» TEXTE
Un homme que remuent jusqu’à ce cri Beethoven et Rembrandt, un homme qui aime les fleurs et toute la nature, qui aime les œuvres d’art, qui aime les humbles, ne peut pas être qu’un acharné militant, pamphlétaire et satirique. Ses livres tumultueux, grouillants, exagérés, toujours intenses et outranciers comme la vie, la vie féconde, exubérante, sont tout imprégnés d’attendrissement aussi, tout éclaircis de paysages, tout frémissants d’un grand souffle humain.

«Chaque fois que je m’arrête quelque part, écrit M. Octave Mirbeau, n’importe où, et qu’il y a un peu d’eau, des arbres, et entre les arbres des toits rouges, un grand ciel sur tout cela et pas de souvenirs, j’ai peine à m’en arracher.» Son plus beau livre, L’abbé Jules, est une large baie ouverte sur les campagnes qui sentent la glèbe fouillée, le foin ou le vert des trèfles. Ici les avoines ondulent, là des blés froissent leur chaume; le soleil tombe en nappes, colore les brumes de l’aube ou s’éteint dans des nuages de pourpre; et c’est vraiment du plein air, vaste, odorant, qui fait frémir nos sens. Dans cette Hollande, qu’il a si merveilleusement décrite dans ses paysages d’eau, il s’émeut auprès «du palais de la Petite Reine douloureuse où aucun soldat ne veille», et de voir passer des fantassins qui vont chantant, des tulipes au goulot des fusils. Dans une pièce âpre et meurtrière, il laisse échapper soudain toute sa délicatesse dans ce geste de Germaine Lechat qui ramasse la serviette du vicomte de la Fontenelle, l’intendant noble, vieux et ruiné, insulté par son père le roturier millionnaire. La mort d’un petit chat frappé d’une balle, tandis qu’il se léchait joyeusement au bord d’un étang, le bouleverse; et il atteint au plus haut des sentiments d’humanité, lorsque, dans Le Calvaire, il précipite Jean Mintié sur le corps du ulhan abattu à l’embuscade, et lui fait baiser ardemment ce front ensanglanté d’un homme qui avait, comme lui, un cœur plein d’affection pour les êtres et les choses.

M. Octave Mirbeau est un grand artiste, non seulement parce qu’il est sensible et sait voir, mais surtout parce qu’il est créateur. Il ne s’est pas contenté de peindre, de noter ses impressions, de dérouler ses tendresses ou de clamer ses fureurs; il a modelé des types à larges coups de pouce et d’ébauchoir et leur a insufflé par la toute-puissance de son verbe une vie prodigieuse. Aucun romancier, aucun dramaturge autour de nous n’a dépassé la maîtrise avec laquelle il a su dresser de formidables personnages comme un abbé Jules, un Isidore Lechat, un père Pamphile, un Biron, un marquis de Portpierre.

» DONNÉES

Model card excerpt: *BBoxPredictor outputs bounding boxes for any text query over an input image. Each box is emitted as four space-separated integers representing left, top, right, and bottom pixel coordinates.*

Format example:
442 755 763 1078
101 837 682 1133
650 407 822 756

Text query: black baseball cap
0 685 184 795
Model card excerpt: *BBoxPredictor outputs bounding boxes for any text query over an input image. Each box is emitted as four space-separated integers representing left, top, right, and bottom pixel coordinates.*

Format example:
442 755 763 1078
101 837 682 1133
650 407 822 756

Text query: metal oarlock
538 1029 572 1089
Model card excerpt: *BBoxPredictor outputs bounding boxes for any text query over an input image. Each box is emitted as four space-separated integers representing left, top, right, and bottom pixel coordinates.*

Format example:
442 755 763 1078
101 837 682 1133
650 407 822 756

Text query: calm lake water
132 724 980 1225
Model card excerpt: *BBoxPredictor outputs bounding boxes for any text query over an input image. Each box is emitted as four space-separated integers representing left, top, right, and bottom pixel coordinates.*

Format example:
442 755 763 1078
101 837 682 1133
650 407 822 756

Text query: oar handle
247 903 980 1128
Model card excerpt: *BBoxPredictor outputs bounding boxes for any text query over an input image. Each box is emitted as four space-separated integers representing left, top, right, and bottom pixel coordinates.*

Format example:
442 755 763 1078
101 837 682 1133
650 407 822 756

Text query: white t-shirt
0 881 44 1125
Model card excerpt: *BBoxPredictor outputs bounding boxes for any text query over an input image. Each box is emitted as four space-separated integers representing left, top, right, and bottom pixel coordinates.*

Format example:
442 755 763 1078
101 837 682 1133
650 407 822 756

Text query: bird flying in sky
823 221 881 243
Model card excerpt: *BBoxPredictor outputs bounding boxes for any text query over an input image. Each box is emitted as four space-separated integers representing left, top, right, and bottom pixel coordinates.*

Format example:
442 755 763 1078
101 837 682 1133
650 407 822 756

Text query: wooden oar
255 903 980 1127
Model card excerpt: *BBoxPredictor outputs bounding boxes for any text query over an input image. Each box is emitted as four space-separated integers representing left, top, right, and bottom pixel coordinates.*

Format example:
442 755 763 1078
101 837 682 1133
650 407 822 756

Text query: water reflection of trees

» CONSIGNE
Pouvez-vous continuer le texte sur Octave Mirbeau à partir de sa dernière phrase ?

» RÉPONSE
Ses livres ne sont pas composés, certes. Le Jardin des supplices est en deux parties qui ne s’imposent pas nécessairement l’une à l’autre; de même Le Calvaire et Sébastien Roch. De L’abbé Jules se détache l’épisode, admirable d’ailleurs, de ce vieux moine possédé par l’idée fixe et qui, mendiant, aventurier, faisant le pitre, l’espion, l’esclave, le missionnaire, donnant la comédie ou le sermon, cueillant avec les dents des louis, Dieu sait où! amasse sous à sous l’argent de cette chapelle qui finit par l’écraser en effondrant sur lui ses échafaudages. Des volumes entiers ne sont guère que des carnets de notes, des suites d’anecdotes liées par le prétexte d’un journal, d’une cure, d’un voyage; mais ceux-là, s’ils sont moins composés encore que les premiers, abondent davantage en scènes truculentes où s’agitent des êtres d’envergure et puissants d’attitude.

D’ailleurs, il semble que nous ayons perdu le souci de la forte composition depuis Flaubert et Maupassant; et les frères de Goncourt, avec leurs romans de collectionneur, tout en tableaux juxtaposés, sautillant par petits bonds, qui sont autant de chapitres, de détails en détails, de faits en faits, n’ont pas peu contribué à en éteindre le goût.

M. Octave Mirbeau a écrit en tête de Sébastien Roch: «Au maître vénérable et fastueux du livre moderne, à Edmond de Goncourt, ces pages sont respectueusement dédiées.» Il n’y a donc pas à s’étonner qu’il ait parfois préféré le pittoresque des peintures, l’étrangeté d’une scène, un conte savoureux, un personnage typique en hors-d'œuvre, à l’inflexibilité de la composition.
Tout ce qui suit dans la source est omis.